## Stated exercise
Locate every line in the records below that contains the word "grass", treating uppercase and lowercase letters as distinct, and copy each such line in full.

## Task input
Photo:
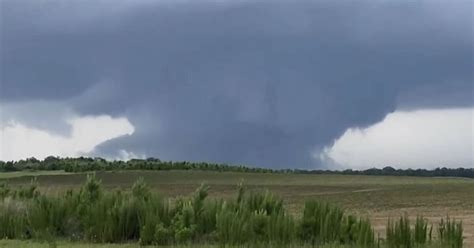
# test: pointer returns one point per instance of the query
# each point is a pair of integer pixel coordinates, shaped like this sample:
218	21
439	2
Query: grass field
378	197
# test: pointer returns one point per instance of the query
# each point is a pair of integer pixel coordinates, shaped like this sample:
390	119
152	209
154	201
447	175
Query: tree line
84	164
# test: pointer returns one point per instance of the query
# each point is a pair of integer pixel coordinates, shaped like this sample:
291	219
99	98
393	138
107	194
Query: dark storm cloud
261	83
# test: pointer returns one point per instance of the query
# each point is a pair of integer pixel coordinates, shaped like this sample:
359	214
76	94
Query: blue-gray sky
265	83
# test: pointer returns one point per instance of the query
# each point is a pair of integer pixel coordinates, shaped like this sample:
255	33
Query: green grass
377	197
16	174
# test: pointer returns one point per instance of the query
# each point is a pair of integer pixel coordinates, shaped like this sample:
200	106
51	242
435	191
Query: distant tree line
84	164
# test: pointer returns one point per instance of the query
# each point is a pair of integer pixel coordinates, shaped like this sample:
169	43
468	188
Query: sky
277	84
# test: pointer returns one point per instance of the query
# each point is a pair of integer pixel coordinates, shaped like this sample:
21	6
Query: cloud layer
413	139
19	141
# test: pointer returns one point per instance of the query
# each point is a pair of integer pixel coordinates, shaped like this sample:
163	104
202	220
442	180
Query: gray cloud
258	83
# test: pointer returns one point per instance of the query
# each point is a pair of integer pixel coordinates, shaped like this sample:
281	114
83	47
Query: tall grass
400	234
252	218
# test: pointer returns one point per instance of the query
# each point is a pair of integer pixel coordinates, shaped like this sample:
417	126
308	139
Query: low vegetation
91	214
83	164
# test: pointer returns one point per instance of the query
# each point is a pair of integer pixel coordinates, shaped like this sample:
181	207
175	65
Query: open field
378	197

---

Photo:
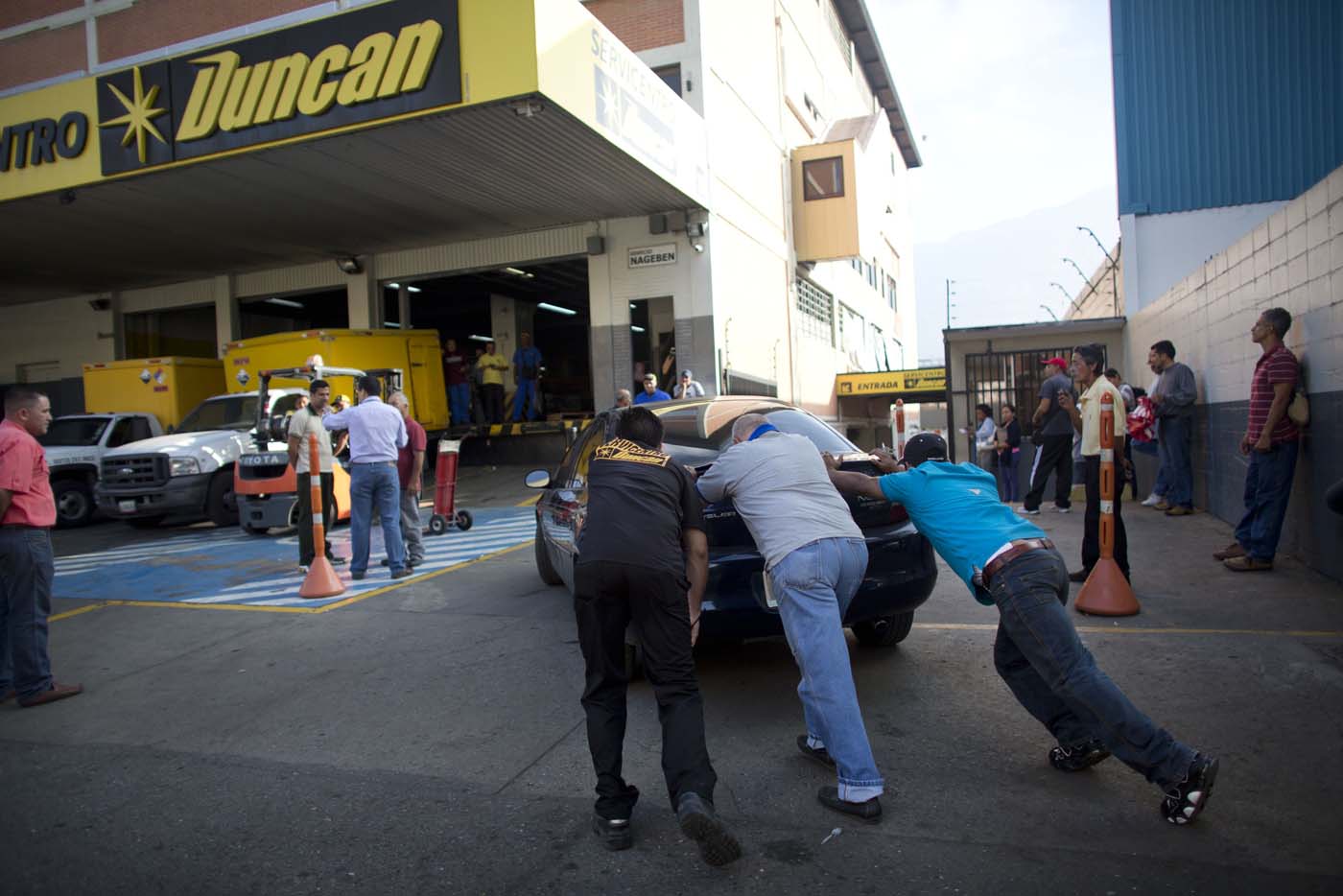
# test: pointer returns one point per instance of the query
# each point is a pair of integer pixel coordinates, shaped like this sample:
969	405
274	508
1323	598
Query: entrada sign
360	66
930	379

## Response to the task
Query: grass field
Query: green grass
Query: tall grass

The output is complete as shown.